● **PERINTAH TUGAS 1**: Laporkan semua baris catatan yang memuat kata "every", dan salin setiap baris itu tanpa perubahan.

● **KUTIPAN TERSEDIA**:
Jumat, 20 April 2012

Perjalanan KARTINI Era Modern

Biografi Raden Adjeng Kartini
Raden Adjeng Kartini adalah seseorang dari kalangan priyayi atau kelas bangsawan Jawa, putri Raden Mas Adipati Ario Sosroningrat, bupati Jepara. Ia adalah putri dari istri pertama, tetapi bukan istri utama. Ibunya bernama M.A. Ngasirah, putri dari Nyai Haji Siti Aminah dan Kyai Haji Madirono, seorang guru agama di Telukawur, Jepara. Dari sisi ayahnya, silsilah Kartini dapat dilacak hingga Hamengkubuwana VI.

R.A Kartini
Ayah Kartini pada mulanya adalah seorang wedana di Mayong. Peraturan kolonial waktu itu mengharuskan seorang bupati beristerikan seorang bangsawan. Karena M.A. Ngasirah bukanlah bangsawan tinggi, maka ayahnya menikah lagi dengan Raden Adjeng Woerjan (Moerjam), keturunan langsung Raja Madura. Setelah perkawinan itu, maka ayah Kartini diangkat menjadi bupati di Jepara menggantikan kedudukan ayah kandung R.A. Woerjan, R.A.A. Tjitrowikromo.

Karena Kartini bisa berbahasa Belanda, maka di rumah ia mulai belajar sendiri dan menulis surat kepada teman-teman korespondensi yang berasal dari Belanda. Salah satunya adalah Rosa Abendanon yang banyak mendukungnya. Dari buku-buku, koran, dan majalah Eropa, Kartini tertarik pada kemajuan berpikir perempuan Eropa. Timbul keinginannya untuk memajukan perempuan pribumi, karena ia melihat bahwa perempuan pribumi berada pada status sosial yang rendah.

● **PERINTAH TUGAS 2**: Menurut biografi Kartini di atas, siapa nama ibu Kartini?

● **BAHAN TUGAS INI**:
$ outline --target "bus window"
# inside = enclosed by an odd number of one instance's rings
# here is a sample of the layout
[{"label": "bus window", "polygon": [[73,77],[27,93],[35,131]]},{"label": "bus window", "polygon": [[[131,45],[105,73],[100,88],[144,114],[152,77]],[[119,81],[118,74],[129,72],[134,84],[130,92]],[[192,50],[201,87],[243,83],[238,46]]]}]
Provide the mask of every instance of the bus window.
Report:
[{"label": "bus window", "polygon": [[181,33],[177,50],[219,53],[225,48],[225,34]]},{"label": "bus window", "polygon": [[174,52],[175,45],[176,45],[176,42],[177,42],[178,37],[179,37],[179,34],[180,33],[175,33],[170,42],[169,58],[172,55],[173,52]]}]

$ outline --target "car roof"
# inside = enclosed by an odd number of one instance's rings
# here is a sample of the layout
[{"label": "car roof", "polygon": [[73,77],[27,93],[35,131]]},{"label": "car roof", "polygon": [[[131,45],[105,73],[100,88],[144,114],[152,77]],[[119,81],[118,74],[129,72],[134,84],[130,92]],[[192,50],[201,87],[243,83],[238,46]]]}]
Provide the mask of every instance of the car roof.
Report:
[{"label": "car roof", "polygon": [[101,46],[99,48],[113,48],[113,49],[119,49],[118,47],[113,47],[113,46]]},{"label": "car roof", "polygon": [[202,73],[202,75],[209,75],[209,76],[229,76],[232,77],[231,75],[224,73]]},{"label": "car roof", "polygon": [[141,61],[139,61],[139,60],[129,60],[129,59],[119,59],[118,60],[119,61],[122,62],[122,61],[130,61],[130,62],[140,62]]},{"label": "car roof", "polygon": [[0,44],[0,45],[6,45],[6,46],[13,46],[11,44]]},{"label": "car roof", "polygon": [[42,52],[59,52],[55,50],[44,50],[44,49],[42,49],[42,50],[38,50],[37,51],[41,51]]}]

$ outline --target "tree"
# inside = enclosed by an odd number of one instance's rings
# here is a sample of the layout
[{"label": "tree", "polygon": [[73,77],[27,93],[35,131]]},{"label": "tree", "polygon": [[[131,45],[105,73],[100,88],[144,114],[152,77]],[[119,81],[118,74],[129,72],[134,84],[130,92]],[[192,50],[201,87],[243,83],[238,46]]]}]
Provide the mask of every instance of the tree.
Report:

● **PENYELESAIAN TUGAS 1**:
Provide the mask of every instance of the bus window.
Provide the mask of every instance of the car roof.
Provide the mask of every instance of the tree.

● **PENYELESAIAN TUGAS 2**: Ibu Kartini bernama M.A. Ngasirah.